§ **TEXT EXTRACT**:
= = = =
RECIFE, Brazil (WOMENSENEWS)–Monica, 22, got married at age 21, but has already divorced her husband.
"Our marriage lasted six months, but it feels like it has been 10 times longer," says Monica, who requested her name be changed for safety reasons.
She says her ex-husband insulted her daily, accused her of doing things incorrectly and forced her to ask for his forgiveness, although she says she didn’t do anything wrong. He once accused her of having an affair because she spent too long at the grocery store, she says, and then refused to let her leave their house in Recife, the capital of Pernambuco, a state in northeastern Brazil.
"As if it was not enough, he used to order me to keep smiling, saying I did not have anything to be angry about and that I should not be ungrateful for everything that he did for me," she says.
When he threatened to kill her, she decided to leave him. With her family’s support, she escaped one day when he wasn’t home.
Police accompanied her to obtain her belongings from their home. The Public Ministry, the institution responsible for ensuring citizens’ rights and constitutional rules here, helped her press charges against her ex-husband for the death threat.
Now she is a trainee at a local company and says she wants to go back to school. But she is still undergoing psychological treatment and regularly visits the municipal assistance center for domestic violence victims.
Domestic violence incidences in Brazil have decreased slightly during the past decade–a woman here is battered about every 24 seconds now instead of every 15 seconds as in 2001, according to a 2010 report by the Perseu Abramo Foundation, a Brazilian political think tank. Husbands and boyfriends are the chief perpetrators.
A Private Matter
While less than 10 percent of men said they would hit a wife or girlfriend, 25 percent said they knew a close relative and nearly half said they knew a friend or acquaintance who had, according to the report. One in five women said they’d been victims of domestic violence, but this number doubled when the women were made aware of the 20 different types of abuse.
= = = =
§ **WORK TO DO**:
1) In the article on domestic violence in Brazil, write out everything from "Police accompanied her" down to "domestic violence victims.", word for word.
2) Name every place mentioned in the article on domestic violence in Brazil.
3) Give the next part of the article on domestic violence in Brazil, picking up right after its final sentence.

§ **DATA SUPPLIED**:
= = = =
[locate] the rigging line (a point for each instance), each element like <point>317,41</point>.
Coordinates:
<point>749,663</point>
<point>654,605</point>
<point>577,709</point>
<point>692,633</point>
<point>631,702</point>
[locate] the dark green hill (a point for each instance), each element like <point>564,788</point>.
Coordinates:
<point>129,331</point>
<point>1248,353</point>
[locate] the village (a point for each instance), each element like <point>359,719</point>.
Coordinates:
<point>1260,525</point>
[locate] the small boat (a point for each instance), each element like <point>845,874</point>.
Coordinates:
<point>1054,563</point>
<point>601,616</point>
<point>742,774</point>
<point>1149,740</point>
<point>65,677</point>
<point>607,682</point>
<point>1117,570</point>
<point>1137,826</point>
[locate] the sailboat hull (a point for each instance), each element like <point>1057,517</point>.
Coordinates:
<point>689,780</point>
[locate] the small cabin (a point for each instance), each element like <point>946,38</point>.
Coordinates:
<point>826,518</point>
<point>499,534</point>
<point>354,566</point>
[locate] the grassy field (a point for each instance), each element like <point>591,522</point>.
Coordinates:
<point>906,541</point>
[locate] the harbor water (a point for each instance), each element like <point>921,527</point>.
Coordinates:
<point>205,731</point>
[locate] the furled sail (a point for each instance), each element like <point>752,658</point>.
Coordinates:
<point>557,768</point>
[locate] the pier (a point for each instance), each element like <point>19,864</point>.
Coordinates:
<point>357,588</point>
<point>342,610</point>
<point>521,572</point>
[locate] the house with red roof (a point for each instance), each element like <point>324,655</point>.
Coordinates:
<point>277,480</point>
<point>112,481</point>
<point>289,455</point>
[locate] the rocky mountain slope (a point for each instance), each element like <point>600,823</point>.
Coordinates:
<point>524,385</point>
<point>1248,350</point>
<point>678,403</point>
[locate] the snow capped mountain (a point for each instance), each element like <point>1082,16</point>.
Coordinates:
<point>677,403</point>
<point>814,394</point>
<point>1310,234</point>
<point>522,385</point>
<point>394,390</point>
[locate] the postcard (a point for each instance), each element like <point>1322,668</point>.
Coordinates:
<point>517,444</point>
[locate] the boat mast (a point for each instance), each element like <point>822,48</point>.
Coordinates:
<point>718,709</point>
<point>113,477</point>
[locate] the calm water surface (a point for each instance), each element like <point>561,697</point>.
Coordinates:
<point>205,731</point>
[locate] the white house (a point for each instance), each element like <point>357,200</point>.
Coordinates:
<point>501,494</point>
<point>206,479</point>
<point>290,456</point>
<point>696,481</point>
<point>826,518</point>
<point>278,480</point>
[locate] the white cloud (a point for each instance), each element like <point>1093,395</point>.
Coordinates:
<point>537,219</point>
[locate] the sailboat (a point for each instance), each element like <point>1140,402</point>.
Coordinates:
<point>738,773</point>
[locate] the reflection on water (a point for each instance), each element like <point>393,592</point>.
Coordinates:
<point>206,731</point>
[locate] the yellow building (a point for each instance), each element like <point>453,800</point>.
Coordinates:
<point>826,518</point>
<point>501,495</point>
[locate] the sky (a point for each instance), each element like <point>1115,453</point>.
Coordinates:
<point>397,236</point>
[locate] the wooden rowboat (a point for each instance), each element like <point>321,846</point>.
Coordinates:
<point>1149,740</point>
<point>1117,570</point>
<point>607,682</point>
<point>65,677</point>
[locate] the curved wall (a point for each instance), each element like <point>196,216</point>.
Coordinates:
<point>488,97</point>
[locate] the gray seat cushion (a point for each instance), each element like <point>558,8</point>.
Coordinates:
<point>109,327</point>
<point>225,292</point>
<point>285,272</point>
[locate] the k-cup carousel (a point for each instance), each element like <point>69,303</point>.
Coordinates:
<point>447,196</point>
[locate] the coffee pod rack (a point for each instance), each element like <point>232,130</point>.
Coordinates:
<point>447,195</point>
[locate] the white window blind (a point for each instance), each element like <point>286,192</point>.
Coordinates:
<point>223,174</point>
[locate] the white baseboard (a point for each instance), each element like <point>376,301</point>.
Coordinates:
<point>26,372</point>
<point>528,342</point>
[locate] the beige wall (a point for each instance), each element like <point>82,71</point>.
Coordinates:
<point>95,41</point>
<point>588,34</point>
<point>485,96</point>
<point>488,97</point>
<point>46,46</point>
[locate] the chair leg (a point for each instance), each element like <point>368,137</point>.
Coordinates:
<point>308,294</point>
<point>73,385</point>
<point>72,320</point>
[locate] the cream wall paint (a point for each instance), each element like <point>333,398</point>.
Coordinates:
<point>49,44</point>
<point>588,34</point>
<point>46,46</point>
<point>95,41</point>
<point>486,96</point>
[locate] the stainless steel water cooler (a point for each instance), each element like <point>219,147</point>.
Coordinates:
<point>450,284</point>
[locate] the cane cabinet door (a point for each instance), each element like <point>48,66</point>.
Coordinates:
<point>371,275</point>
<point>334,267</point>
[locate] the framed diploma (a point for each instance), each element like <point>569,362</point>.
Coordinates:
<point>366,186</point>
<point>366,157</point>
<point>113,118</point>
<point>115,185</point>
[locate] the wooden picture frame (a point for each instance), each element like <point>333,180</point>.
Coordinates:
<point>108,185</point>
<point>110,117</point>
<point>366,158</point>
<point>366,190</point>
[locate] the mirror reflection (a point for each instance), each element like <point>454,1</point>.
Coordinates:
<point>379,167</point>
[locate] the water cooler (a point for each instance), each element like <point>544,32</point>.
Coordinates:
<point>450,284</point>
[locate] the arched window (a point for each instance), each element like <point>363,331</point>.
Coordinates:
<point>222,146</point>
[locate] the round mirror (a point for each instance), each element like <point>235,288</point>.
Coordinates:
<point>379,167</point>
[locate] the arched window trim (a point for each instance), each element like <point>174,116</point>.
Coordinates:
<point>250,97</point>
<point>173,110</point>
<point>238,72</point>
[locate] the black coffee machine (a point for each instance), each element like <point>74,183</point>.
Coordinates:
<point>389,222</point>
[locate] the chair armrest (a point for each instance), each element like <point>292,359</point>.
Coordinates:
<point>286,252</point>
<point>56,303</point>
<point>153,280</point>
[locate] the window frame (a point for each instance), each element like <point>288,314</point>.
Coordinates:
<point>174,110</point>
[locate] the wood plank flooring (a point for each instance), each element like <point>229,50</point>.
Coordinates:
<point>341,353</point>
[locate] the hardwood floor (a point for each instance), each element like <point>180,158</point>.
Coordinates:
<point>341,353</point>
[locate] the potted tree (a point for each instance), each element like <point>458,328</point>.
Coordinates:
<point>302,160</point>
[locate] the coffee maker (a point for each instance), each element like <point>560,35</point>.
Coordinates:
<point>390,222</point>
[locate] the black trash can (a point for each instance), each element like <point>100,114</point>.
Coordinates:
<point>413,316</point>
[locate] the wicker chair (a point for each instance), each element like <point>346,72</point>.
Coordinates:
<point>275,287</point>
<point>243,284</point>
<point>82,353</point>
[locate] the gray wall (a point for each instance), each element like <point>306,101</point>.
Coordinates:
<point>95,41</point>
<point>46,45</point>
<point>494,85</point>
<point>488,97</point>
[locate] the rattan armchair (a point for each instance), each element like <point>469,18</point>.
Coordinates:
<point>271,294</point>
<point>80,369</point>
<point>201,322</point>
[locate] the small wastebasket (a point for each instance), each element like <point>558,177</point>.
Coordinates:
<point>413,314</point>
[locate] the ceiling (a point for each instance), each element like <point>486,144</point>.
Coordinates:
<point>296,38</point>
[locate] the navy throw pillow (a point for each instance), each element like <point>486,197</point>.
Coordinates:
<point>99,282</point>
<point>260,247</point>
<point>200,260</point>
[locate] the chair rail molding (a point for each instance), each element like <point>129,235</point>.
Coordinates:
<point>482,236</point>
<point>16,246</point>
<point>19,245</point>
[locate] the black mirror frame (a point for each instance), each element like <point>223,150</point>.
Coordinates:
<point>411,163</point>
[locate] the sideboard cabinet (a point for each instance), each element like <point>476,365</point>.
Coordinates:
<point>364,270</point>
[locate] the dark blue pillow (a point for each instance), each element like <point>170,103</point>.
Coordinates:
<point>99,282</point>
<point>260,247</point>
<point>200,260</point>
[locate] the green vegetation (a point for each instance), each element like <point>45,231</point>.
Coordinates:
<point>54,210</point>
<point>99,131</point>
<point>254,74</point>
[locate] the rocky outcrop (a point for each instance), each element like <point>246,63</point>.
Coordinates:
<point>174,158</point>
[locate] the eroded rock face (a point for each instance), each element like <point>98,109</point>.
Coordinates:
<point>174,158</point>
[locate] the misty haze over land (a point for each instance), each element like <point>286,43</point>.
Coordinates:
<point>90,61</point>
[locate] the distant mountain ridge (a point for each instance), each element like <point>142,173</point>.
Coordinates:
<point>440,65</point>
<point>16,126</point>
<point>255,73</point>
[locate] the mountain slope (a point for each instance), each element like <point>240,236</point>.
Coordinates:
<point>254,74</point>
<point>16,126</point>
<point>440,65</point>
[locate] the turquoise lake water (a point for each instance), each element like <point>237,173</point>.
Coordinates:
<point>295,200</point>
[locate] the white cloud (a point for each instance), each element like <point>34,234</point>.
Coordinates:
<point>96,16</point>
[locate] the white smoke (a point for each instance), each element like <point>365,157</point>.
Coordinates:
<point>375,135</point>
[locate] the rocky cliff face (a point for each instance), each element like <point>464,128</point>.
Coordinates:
= = = =
§ **RESPONSES IN ORDER**:
1)
Police accompanied her to obtain her belongings from their home. The Public Ministry, the institution responsible for ensuring citizens’ rights and constitutional rules here, helped her press charges against her ex-husband for the death threat.
Now she is a trainee at a local company and says she wants to go back to school. But she is still undergoing psychological treatment and regularly visits the municipal assistance center for domestic violence victims.

2) Recife, Brazil, Pernambuco

3)
Domestic violence worldwide has long been considered a private matter by neighbors, the community and the government, according to the United Nations.
The victims felt very exposed while bringing to the public sphere the problems that they wanted to have solved "within the walls of their homes," says Anne Marrye de Deus, a psychologist who worked for a victim referral center.
Survivors cited fidelity, women’s desire for autonomy and men’s aggressive predispositions as the top reasons for domestic violence in Brazil, according to the foundation report.
Others say domestic violence is tied into the country’s history and culture.
"There is a very expressive culture of violence against women in Brazil," says Marilia Montenegro, a criminal law professor and domestic violence researcher. "The role of the woman has always been very domestic, very restricted to the privacy of households, strongly permeated by patriarchalism."
Criminal prosecutor Sineide Maria de Barros says that most men here are socialized to believe that their desires outweigh women’s. She added that women lack financial independence, creating a higher tolerance for gender-based violence.
The Brazilian parliament passed a domestic violence law in 2006. It is named for Maria da Penha, a Brazilian woman whose husband received only two years in prison for trying to kill her twice and leaving her paraplegic.
The law defined domestic violence clearly for the first time in Brazil and tripled the severity of sentences, according to the Organization for Economic Co-operation and Development.
Time and Will Needed
"The Maria da Penha Law established many changes, both in the definition of crimes and in judicial procedures," psychologist de Deus says. "However, just like all changes, time and will are needed in order to deconstruct something old and rooted in society."
Montenegro says the law has many positive aspects, including public policy implementation and the creation of courts specifically for women, but is weak in criminal and procedural law.
"Criminal law, in general, creates a false expectation to society," Montenegro says. "It sometimes works as a ‘makeup’ for certain situations that demand a much more comprehensive approach, including, for instance, economic and educational investments."
Criminal prosecutor de Barros says that the law has also made victims more afraid to denounce their aggressors because the punishment is more severe and they lack financial autonomy, love the perpetrators or fear raising the children alone. She says that complaints filed annually in the region where she works declined from around 4,000 before the law to around 2,000 after the law.
The state government and civil society organizations in Pernambuco are working to complement the federal law.
Cristina Buarque, Pernambuco’s state secretary for women’s policies, leads programs to tackle domestic violence from three fronts: health, law and education.
Curumim Group encourages women’s political participation to promote gender equality, while the Papai Institute recruits men to achieve this aim.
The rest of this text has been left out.